::: TRECHO DO DOCUMENTO

Carta de São Leopoldo para a Reconstrução: Seminário reuniu autoridades e lideranças para debater os desafios da segurança do sistema de proteção e futuros eventos
Diretores do STIMMMESL participaram da atividade
A partir do seminário que debateu a reconstrução da cidade, com enfoque nas mudanças climáticas e novos eventos extremos, os planos diretor, de drenagem e de contingência e o sistema de segurança e contenção das cheias, a Prefeitura de São Leopoldo apresentou a proposta da Carta de São Leopoldo do Seminário pela Reconstrução da Cidade – Mudanças Climáticas e Sistema de Proteção.
O evento, realizado na tarde de terça-feira (2) no Hotel Klein Ville, teve ampla participação de entidades governamentais e não governamentais, como a Unisinos, ACIST-SL, CDL, Câmara de Vereadores, Assembleia Legislativa, Movimento de Luta pela Moradia, Comitesinos, associações de moradores, sindicatos, conselhos municipais de direitos e órgãos do governo municipal, os quais, ao final das exposições técnicas e da leitura da carta, aprovaram o documento em sua íntegra. Nos próximos dias, será criado um comitê integrado por representantes de entidades que participaram do seminário para acompanhar o andamento das propostas da carta.

::::::
::: DADOS FORNECIDOS

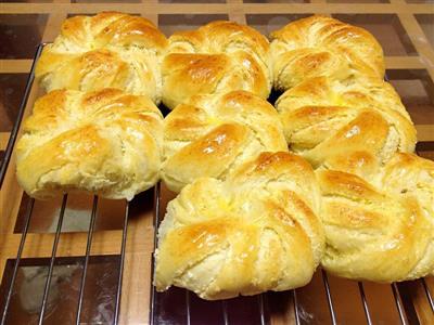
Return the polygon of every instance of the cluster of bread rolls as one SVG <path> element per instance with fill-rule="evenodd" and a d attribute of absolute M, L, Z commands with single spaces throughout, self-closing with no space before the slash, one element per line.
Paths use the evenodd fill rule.
<path fill-rule="evenodd" d="M 316 169 L 322 266 L 394 282 L 434 271 L 434 162 L 412 154 L 416 129 L 383 80 L 381 47 L 326 16 L 271 34 L 277 101 L 290 150 Z"/>
<path fill-rule="evenodd" d="M 317 15 L 270 39 L 232 22 L 166 39 L 127 14 L 67 20 L 37 65 L 51 92 L 24 125 L 20 183 L 35 197 L 130 199 L 159 179 L 180 192 L 158 230 L 158 290 L 285 290 L 320 263 L 378 282 L 432 273 L 434 162 L 412 154 L 380 44 Z"/>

::::::

TAREFA PROPOSTA A: Liste os planos que, segundo o trecho, estiveram entre os temas debatidos no seminário.
TAREFA PROPOSTA B: Indique se cada afirmação concorda com o trecho, respondendo sim ou não e citando as palavras decisivas: (i) o seminário ocorreu na manhã de terça-feira; (ii) as entidades presentes aprovaram a carta por completo; (iii) o comitê que acompanhará as propostas reunirá representantes de entidades participantes do seminário.
TAREFA PROPOSTA C: Em que local foi realizado o seminário descrito no trecho?
As linhas formam um material à parte, independente do trecho.

RESPOSTA CORRETA A: Plano diretor, plano de drenagem e plano de contingência.

RESPOSTA CORRETA B:
(i) Não: "realizado na tarde de terça-feira (2) no Hotel Klein Ville".
(ii) Sim: "aprovaram o documento em sua íntegra".
(iii) Sim: "será criado um comitê integrado por representantes de entidades que participaram do seminário".

RESPOSTA CORRETA C: No Hotel Klein Ville.